--- Metin parçası ---

Masonlar.org - Harici Forumu

 

Gönderen Konu: Masonluk Karşıtları Neyi Hedefler?  (Okunma sayısı 1873 defa)

0 Üye ve 1 Ziyaretçi konuyu incelemekte.

Eylül 25, 2018, 01:47:43 ös
  • Orta Dereceli Uye
  • **
  • İleti: 76
  • Cinsiyet: Bay

Bir süredir (daha doğrusu masonlukla ilgili bilgi edinmeye başlayalı) aklımda bazı sorular var. Öncelikle anti masonik söylemlerin kaynaklandığı yerlerle masonluğun başat gereklerini karşılaştırdığımda bir çerçeve oluşuyor gibi geldi bana.
Acaba anti masonik yapıların temel maksatları esasında masonluğa karşı değil de, bir yaratıcı inancı ve iyi vatandaş olma gereklerine karşı olabilir mi?
Özellikle bazı tarikat ve dinsel örgüt liderlerinin masonluktan "şeytani örgüt" imasıyla bahsetmeleri ve benzer karalama kampanyalarının ardındaki temel neden esasen bu iki değere olan düşmanlıkları olabilir mi?
Elbette bu sorunun net cevabını anti masonik faaliyetlerde bulunan örgütlere üye olan ya da bu örgütleri yöneten kişiler verebilir ama forum üyelerinin bu konudaki fikirlerini merak ediyorum.

Maksadım belirli bir kişi veya kuruluşu hedef tahtasına oturtmak veya yüceltmek değil. Yalnızca uluslararası pazarlama çalışan biri olarak bilhassa soğuk savaş sonrası popüler akımlar ve propaganda yöntemleri ve hatta "de-moralization" uygulamaları çerçevesinde bir şablon gördüğümü düşünüyorum.

Kıymetli yorumlarınızı beklerim.

Saygılar.


Eylül 26, 2018, 02:41:16 ös
Yanıtla #1
  • Mason
  • Aktif Uye
  • *
  • İleti: 645
  • Cinsiyet: Bay

Sayın ebediçırak, daha önce birçok defa değinilen bir konuya farklı bir yorum getirmiş, kendisine bu konudaki paylaşımı için teşekkür ederim.
Yüzyıllardır sadece bu coğrafyada değil, dünyanın her yerinde, bazı zaman aralıkları daha belirgin olmak üzere antimasonik akımlar ve eylemler olmuştur. Ben de kapıyı çalmadan önce bu akımların neyi amaçladığını merak edip bir dizi antimasonik kaynakları okudum. Bu araştırmalarım ve tecrübelerim neticesinde bazı sonuçlara ulaştım ve naçizane olarak bu kişisel çıkarımlarımı sizlerle paylaşmak isterim.

---

Görev: Masonluk karşıtlarının neyi hedeflediğini tartışan forum metnini son cümlesinden sonra sürdürün.

--- Kayıtlı veriler ---

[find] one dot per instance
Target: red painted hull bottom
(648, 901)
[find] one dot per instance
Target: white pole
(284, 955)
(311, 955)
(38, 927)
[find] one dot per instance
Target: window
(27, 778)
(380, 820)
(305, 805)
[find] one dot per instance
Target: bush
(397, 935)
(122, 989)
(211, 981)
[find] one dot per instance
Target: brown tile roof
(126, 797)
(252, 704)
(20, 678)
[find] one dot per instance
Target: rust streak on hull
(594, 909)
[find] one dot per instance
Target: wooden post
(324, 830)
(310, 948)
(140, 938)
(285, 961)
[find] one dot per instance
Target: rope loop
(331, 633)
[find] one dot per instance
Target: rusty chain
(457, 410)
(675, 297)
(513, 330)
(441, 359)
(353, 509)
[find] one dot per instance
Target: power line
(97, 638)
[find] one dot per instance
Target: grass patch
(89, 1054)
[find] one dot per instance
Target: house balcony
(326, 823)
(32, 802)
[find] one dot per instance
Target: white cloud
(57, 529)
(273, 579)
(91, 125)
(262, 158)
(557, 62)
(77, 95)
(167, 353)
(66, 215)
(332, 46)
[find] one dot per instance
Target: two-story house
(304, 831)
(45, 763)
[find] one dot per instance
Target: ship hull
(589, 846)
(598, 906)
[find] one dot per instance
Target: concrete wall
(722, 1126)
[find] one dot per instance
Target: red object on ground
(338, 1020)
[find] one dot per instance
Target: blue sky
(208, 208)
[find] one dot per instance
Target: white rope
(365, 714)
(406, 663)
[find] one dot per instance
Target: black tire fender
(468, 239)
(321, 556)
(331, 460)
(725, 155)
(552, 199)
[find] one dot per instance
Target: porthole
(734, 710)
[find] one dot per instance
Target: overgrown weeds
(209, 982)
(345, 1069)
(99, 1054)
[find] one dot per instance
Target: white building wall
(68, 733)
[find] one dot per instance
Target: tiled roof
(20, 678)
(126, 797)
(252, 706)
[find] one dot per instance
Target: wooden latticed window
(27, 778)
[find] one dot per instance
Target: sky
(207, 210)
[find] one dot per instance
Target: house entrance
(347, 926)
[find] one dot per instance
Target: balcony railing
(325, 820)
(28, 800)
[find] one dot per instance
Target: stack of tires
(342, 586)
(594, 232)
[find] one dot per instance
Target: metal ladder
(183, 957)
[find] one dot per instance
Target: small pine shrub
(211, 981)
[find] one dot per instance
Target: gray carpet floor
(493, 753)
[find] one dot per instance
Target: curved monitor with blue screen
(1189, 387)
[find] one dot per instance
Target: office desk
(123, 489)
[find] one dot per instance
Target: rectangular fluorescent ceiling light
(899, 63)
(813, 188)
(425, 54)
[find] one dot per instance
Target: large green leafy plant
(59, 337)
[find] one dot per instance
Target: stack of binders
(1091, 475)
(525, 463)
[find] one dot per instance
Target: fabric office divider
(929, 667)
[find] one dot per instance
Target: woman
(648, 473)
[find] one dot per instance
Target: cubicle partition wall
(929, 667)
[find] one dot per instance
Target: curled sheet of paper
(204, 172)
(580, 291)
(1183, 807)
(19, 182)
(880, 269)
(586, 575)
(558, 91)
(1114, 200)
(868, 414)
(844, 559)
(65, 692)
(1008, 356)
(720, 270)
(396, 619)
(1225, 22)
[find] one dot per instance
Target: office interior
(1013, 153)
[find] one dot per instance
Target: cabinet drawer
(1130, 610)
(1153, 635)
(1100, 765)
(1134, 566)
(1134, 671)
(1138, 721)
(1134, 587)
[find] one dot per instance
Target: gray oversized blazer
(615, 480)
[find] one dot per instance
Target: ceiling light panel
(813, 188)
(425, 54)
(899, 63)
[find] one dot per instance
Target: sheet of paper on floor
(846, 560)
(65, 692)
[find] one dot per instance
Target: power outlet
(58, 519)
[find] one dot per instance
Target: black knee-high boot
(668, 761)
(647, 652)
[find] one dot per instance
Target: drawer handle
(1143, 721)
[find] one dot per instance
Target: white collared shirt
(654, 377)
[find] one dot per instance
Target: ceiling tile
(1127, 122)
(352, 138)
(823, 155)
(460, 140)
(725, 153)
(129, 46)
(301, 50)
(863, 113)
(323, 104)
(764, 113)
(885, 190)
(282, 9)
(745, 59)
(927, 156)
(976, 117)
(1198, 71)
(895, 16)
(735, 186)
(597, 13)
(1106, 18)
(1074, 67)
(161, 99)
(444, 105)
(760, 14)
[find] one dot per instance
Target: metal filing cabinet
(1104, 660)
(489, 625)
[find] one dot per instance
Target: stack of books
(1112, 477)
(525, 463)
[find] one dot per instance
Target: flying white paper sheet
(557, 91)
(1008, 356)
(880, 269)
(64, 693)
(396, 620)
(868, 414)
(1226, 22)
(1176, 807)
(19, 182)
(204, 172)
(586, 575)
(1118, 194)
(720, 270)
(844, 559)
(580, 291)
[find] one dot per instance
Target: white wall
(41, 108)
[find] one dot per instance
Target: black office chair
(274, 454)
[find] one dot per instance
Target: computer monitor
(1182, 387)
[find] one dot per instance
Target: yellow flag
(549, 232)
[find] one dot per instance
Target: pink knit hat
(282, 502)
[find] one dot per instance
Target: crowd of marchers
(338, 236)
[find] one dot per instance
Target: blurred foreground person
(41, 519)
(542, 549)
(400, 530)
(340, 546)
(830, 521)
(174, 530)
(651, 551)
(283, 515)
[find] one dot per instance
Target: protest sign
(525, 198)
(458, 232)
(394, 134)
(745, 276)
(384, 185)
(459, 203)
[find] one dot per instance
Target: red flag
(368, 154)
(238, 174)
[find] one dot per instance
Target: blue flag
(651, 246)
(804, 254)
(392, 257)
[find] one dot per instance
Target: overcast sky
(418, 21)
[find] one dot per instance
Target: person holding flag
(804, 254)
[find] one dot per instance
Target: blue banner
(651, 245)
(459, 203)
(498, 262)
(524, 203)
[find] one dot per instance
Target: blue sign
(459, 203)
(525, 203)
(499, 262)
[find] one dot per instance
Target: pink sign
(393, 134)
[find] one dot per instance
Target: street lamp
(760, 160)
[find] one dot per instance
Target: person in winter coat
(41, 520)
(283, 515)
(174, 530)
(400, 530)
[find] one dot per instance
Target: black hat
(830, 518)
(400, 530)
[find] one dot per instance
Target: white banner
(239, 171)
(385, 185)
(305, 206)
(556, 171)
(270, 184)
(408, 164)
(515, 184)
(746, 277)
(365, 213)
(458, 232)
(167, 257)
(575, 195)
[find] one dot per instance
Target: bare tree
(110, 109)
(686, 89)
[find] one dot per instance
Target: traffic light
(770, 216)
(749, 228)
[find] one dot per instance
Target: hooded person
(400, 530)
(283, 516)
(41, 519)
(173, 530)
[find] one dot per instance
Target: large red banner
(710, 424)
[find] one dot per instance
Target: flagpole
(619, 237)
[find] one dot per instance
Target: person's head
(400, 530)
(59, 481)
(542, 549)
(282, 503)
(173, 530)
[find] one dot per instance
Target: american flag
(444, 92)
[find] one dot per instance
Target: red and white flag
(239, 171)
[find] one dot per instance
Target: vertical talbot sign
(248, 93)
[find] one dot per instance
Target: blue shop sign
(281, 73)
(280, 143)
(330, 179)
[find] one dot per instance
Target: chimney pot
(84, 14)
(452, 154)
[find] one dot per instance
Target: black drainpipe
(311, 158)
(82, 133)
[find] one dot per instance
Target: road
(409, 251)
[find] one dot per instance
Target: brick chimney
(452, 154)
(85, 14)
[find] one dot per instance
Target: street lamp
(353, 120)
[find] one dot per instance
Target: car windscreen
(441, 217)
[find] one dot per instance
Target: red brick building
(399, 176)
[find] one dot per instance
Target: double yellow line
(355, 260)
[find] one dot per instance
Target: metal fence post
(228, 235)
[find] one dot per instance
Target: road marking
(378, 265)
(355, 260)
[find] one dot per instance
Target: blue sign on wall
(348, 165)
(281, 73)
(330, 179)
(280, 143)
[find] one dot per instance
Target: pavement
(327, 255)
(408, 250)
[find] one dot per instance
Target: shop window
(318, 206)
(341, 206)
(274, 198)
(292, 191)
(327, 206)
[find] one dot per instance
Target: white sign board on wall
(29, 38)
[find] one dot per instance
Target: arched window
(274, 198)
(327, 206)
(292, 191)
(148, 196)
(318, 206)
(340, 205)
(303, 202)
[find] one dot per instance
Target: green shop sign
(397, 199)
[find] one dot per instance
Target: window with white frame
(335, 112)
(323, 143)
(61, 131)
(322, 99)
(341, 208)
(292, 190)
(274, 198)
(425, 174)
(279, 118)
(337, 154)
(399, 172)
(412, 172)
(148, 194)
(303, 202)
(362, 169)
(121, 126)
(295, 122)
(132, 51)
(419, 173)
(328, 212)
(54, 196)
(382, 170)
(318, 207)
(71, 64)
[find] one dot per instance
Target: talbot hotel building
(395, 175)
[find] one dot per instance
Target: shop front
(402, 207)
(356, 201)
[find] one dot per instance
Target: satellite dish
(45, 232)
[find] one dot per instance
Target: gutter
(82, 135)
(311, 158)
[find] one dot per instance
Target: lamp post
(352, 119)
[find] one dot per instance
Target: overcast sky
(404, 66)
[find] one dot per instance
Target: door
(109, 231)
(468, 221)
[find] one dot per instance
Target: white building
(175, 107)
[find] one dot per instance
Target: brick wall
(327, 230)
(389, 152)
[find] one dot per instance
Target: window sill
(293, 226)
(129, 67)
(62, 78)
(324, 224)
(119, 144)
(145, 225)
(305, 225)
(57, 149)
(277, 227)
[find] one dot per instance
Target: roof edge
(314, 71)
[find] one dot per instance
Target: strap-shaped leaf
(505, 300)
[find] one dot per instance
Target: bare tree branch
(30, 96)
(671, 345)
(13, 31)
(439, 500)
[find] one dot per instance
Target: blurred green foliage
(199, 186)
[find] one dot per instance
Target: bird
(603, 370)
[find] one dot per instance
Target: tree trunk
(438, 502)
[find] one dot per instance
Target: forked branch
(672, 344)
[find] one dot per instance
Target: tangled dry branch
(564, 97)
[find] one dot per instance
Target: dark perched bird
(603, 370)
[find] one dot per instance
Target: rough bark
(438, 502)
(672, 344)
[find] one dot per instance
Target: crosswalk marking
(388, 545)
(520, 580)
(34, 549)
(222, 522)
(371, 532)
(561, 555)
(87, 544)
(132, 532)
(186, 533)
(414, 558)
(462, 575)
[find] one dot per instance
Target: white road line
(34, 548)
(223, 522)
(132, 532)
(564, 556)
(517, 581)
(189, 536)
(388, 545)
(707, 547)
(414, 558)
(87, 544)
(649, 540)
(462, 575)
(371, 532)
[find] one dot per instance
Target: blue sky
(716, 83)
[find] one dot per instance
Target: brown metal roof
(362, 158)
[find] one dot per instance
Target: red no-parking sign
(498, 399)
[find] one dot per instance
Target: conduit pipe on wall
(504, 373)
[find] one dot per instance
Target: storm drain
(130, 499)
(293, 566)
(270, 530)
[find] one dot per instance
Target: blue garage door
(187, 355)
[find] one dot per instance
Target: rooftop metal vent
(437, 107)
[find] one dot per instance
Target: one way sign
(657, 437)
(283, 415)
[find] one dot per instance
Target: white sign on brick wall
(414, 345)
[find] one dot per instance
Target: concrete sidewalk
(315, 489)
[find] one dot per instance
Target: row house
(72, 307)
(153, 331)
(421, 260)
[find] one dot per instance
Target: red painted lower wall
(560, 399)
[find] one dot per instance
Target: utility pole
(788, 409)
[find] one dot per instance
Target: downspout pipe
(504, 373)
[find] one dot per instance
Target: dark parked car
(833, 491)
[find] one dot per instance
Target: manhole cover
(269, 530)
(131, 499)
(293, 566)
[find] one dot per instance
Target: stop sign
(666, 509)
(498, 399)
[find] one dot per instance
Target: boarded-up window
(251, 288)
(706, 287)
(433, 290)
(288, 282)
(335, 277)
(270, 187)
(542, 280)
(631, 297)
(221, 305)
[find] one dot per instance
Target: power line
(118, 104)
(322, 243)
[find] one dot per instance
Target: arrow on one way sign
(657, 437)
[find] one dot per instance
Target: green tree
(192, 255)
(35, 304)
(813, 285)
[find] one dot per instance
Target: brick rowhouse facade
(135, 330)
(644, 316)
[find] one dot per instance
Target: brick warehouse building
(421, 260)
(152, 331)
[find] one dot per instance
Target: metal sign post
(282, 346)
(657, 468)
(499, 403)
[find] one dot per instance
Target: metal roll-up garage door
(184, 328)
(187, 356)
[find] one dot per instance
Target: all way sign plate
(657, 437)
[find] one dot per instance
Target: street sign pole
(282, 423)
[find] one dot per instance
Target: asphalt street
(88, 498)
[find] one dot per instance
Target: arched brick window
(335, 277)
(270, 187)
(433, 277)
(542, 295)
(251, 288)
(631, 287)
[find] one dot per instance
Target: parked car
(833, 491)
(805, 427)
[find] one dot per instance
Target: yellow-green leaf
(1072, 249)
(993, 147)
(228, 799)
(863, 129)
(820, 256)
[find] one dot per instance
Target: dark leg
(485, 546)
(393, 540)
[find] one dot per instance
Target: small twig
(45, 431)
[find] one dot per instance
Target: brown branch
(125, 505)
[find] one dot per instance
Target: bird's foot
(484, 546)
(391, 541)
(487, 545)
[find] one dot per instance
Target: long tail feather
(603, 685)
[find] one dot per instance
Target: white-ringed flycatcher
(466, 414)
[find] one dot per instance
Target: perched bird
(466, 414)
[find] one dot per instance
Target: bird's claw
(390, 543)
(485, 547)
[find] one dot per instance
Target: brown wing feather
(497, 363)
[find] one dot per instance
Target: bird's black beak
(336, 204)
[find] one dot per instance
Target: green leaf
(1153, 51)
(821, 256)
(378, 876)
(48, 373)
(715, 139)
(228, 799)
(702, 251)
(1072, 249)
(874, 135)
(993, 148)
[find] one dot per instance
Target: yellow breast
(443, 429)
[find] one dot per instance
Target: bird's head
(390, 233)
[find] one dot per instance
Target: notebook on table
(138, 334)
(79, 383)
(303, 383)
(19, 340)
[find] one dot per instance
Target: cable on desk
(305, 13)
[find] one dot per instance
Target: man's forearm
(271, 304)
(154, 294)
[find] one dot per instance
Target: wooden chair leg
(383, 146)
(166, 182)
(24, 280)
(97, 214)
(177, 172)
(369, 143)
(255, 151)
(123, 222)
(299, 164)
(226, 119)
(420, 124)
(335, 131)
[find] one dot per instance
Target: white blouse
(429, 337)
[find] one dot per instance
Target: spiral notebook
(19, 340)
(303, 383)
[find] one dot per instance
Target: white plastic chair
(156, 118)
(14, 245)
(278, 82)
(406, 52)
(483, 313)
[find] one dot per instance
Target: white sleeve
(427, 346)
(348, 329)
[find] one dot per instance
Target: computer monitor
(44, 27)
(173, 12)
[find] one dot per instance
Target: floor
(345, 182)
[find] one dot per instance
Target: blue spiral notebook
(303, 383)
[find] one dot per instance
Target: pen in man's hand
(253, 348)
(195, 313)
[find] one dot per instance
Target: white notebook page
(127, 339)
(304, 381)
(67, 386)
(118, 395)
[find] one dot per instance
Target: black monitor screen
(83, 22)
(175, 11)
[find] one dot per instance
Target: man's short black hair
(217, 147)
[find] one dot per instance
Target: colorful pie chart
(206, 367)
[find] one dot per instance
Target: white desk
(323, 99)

---

Alıştırma sonucu:
Açıklamalarıma günlük hayatımızdan birkaç örnekle başlamak istiyorum:
Bir hakim aile mahkemesine çocuğun durumunu değerlendirmek üzere psikolog çağırır, mühendis değil, mühendisin bu durumla ilgili yorum yapması sağlıklı değildir çünkü (aileyi ve çocuğu önceden tanımıyorsa tabii ki).
Okula giden çocuğunuzun matematik dersinden yetersiz olduğunu düşünüyorsunuz, çocuğunuza özel matematik dersini bir başka matematik öğretmeninden aldırırsınız hakimden değil.
Sağlığınızla ilgili ikinci bir medikal yorum istiyorsanız bir başka doktora gidersiniz, öğretmene değil.
Kısacası bir konu hakkında yorum yapabilmek için ya o konunun içerisinde olacaksınız ya da o konunun uzmanı olacaksınız.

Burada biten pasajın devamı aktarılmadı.